(Materials provided)
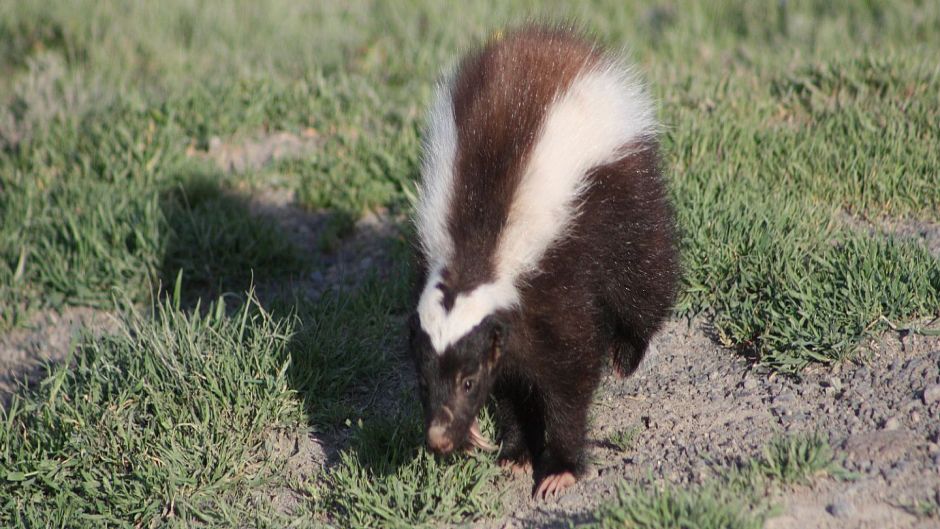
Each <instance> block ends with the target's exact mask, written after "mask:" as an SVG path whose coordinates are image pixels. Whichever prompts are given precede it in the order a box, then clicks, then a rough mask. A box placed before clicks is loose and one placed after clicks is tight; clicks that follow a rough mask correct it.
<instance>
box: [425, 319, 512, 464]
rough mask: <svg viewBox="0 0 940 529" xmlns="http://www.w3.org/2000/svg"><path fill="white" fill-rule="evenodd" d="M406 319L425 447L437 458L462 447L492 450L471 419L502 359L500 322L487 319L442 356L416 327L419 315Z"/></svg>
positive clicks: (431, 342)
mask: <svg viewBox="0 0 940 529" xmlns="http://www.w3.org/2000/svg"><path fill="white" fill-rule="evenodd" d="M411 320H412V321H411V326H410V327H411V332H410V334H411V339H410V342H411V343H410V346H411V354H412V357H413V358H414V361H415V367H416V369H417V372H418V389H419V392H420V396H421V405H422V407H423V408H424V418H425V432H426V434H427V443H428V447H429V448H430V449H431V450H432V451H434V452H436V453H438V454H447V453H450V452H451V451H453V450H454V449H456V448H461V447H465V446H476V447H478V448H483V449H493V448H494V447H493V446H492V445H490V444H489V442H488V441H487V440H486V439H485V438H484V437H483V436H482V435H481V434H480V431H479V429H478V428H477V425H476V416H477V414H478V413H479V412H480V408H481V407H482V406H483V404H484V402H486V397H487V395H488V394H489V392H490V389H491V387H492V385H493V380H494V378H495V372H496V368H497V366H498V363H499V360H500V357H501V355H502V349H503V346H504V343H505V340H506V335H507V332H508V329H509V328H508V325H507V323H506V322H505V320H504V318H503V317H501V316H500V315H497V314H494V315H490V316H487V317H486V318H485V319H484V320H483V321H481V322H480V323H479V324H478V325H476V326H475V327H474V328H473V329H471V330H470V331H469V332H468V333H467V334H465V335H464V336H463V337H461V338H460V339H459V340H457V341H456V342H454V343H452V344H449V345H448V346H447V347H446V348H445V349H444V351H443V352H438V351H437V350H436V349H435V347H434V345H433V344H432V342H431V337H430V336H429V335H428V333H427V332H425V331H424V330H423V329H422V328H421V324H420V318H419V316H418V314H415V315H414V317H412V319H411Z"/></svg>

(Instructions for the task)
Pull out every line in the records above that contains the word "clicks", and copy each one in full.

(Result)
Each <instance> block ends with the target's exact mask, written after "mask:" as an SVG path whose coordinates are image pixels. Whichever prompts are given precede it in the order a box, then clicks, then a rough mask. A box placed before clicks is loose and one placed after clicks is tight; clicks that follow a rough mask correct it.
positive clicks: (431, 342)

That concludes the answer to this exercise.